**EXERCISE REQUIREMENTS**
Only one stretch of the data below is wanted: the lines from the one with "x=213, y=244" through the one with "x=305, y=404", repeated exactly.

(Natural-language object grounding data)
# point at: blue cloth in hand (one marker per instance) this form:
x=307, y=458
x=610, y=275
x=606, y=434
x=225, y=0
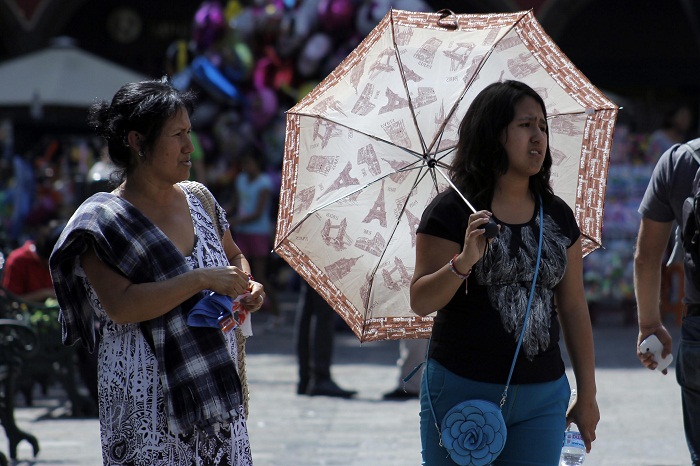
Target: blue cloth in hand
x=208, y=309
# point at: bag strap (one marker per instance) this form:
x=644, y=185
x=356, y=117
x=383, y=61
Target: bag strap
x=522, y=332
x=694, y=147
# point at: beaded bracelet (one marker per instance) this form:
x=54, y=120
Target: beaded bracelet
x=454, y=270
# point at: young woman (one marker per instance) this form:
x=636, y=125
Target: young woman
x=137, y=259
x=502, y=165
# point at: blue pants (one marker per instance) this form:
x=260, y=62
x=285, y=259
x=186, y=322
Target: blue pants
x=535, y=415
x=688, y=376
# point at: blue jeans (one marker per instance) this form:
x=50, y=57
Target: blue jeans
x=535, y=414
x=688, y=376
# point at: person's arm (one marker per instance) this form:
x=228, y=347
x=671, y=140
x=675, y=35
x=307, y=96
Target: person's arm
x=39, y=296
x=127, y=302
x=648, y=260
x=575, y=321
x=238, y=260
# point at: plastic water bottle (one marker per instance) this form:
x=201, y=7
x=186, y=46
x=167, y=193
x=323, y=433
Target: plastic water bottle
x=573, y=452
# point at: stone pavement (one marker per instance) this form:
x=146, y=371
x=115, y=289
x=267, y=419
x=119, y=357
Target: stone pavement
x=641, y=416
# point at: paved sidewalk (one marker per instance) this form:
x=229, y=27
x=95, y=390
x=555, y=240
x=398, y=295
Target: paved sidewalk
x=641, y=417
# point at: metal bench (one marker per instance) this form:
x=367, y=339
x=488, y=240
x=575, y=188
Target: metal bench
x=18, y=342
x=55, y=362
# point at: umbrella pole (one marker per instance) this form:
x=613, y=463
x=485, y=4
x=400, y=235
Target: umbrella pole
x=492, y=227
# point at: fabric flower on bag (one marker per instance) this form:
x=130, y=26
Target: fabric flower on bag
x=474, y=433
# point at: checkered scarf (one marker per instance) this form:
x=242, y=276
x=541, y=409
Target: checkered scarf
x=199, y=378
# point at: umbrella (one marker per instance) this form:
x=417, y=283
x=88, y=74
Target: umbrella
x=61, y=75
x=366, y=151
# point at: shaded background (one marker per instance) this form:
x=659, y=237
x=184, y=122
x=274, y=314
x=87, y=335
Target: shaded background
x=643, y=54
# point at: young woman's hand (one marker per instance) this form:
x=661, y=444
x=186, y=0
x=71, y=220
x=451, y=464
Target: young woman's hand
x=474, y=241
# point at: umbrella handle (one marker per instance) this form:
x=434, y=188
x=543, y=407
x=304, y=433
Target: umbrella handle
x=444, y=15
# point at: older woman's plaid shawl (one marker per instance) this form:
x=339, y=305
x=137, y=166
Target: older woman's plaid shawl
x=200, y=382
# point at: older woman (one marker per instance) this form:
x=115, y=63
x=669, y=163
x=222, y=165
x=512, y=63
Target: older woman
x=137, y=259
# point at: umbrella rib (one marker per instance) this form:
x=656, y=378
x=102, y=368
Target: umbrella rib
x=405, y=85
x=468, y=84
x=349, y=128
x=360, y=188
x=416, y=182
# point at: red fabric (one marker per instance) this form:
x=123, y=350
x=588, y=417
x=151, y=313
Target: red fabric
x=25, y=272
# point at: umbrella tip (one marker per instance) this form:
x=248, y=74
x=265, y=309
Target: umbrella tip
x=63, y=42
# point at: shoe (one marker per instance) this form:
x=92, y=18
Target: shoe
x=329, y=388
x=302, y=388
x=399, y=394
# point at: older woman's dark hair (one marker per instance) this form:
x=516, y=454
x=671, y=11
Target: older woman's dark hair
x=480, y=157
x=143, y=107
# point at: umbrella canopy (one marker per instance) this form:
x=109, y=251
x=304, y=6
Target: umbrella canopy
x=62, y=75
x=368, y=148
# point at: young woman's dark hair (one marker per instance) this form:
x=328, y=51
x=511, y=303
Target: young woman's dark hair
x=142, y=106
x=480, y=157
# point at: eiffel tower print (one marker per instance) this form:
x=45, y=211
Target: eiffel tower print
x=378, y=210
x=395, y=102
x=341, y=268
x=426, y=53
x=374, y=246
x=341, y=240
x=402, y=281
x=396, y=130
x=426, y=96
x=382, y=64
x=325, y=130
x=364, y=105
x=303, y=199
x=356, y=74
x=367, y=156
x=458, y=55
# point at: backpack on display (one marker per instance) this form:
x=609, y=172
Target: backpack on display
x=690, y=229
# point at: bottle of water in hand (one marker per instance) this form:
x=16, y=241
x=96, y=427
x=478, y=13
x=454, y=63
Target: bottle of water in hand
x=573, y=452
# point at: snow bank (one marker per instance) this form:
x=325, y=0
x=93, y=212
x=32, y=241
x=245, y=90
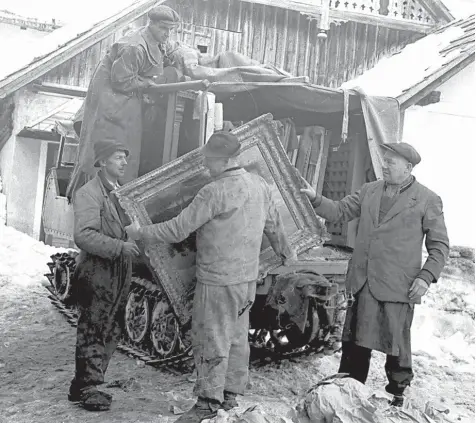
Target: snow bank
x=443, y=326
x=23, y=259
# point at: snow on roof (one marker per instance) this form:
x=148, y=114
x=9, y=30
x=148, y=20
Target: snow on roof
x=415, y=63
x=38, y=56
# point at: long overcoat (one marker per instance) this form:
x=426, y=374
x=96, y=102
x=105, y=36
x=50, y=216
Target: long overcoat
x=388, y=254
x=102, y=269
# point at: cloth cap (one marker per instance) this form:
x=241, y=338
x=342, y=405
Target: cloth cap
x=105, y=149
x=222, y=145
x=164, y=14
x=405, y=150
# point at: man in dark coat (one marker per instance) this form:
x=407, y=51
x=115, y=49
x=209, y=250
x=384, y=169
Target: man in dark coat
x=385, y=274
x=113, y=108
x=102, y=276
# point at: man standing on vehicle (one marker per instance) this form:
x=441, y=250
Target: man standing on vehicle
x=386, y=273
x=103, y=273
x=114, y=107
x=230, y=215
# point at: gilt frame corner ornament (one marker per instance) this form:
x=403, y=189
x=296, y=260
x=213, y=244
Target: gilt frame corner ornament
x=257, y=135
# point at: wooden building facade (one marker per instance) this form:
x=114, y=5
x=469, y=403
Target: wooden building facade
x=286, y=38
x=331, y=44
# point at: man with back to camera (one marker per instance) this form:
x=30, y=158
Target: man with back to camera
x=102, y=276
x=230, y=215
x=385, y=272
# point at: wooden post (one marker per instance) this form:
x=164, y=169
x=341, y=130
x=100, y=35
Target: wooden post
x=169, y=128
x=321, y=170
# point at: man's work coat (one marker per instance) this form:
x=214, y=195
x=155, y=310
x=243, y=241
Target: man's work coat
x=113, y=109
x=388, y=254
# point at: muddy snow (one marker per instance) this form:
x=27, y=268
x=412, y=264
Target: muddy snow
x=37, y=355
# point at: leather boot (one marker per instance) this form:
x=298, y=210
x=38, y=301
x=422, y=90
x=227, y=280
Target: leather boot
x=230, y=401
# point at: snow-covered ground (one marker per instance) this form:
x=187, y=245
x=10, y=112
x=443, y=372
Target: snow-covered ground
x=37, y=354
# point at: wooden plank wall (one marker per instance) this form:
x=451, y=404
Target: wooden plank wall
x=282, y=37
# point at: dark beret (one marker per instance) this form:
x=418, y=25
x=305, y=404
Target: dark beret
x=404, y=150
x=222, y=144
x=164, y=14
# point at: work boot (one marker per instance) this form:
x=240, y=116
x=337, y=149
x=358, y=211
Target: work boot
x=230, y=401
x=397, y=401
x=397, y=392
x=203, y=409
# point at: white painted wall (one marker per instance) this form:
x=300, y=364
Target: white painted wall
x=444, y=135
x=22, y=162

**EXERCISE RESULT**
x=213, y=244
Target: gilt frame corner ornament
x=257, y=135
# point at: wooden building facade (one marker per instance) this form:
x=114, y=5
x=469, y=403
Target: wooden building facade
x=286, y=38
x=331, y=44
# point at: man with back to camera (one marker per instance) this form:
x=30, y=158
Target: man with back to camera
x=102, y=276
x=230, y=215
x=385, y=272
# point at: wooden post (one marker per instance) this form:
x=164, y=169
x=341, y=130
x=100, y=35
Target: wooden post
x=169, y=128
x=321, y=170
# point at: man's work coat (one marker per instance) this form:
x=214, y=195
x=155, y=310
x=243, y=241
Target: man's work coat
x=113, y=109
x=388, y=254
# point at: muddy snow (one marker per instance) this form:
x=27, y=268
x=412, y=264
Target: muddy snow
x=37, y=355
# point at: leather boot (one marker per instance) this form:
x=298, y=210
x=38, y=301
x=422, y=90
x=227, y=280
Target: leather boot
x=230, y=401
# point at: snow-covered ground (one marker per instance) this form:
x=187, y=245
x=10, y=112
x=443, y=372
Target: snow-covered ground
x=37, y=354
# point at: wooden plank wall (one marker per instance) this form:
x=451, y=404
Target: wooden plank wall
x=282, y=37
# point at: dark beret (one marker per instance) this form:
x=418, y=25
x=305, y=404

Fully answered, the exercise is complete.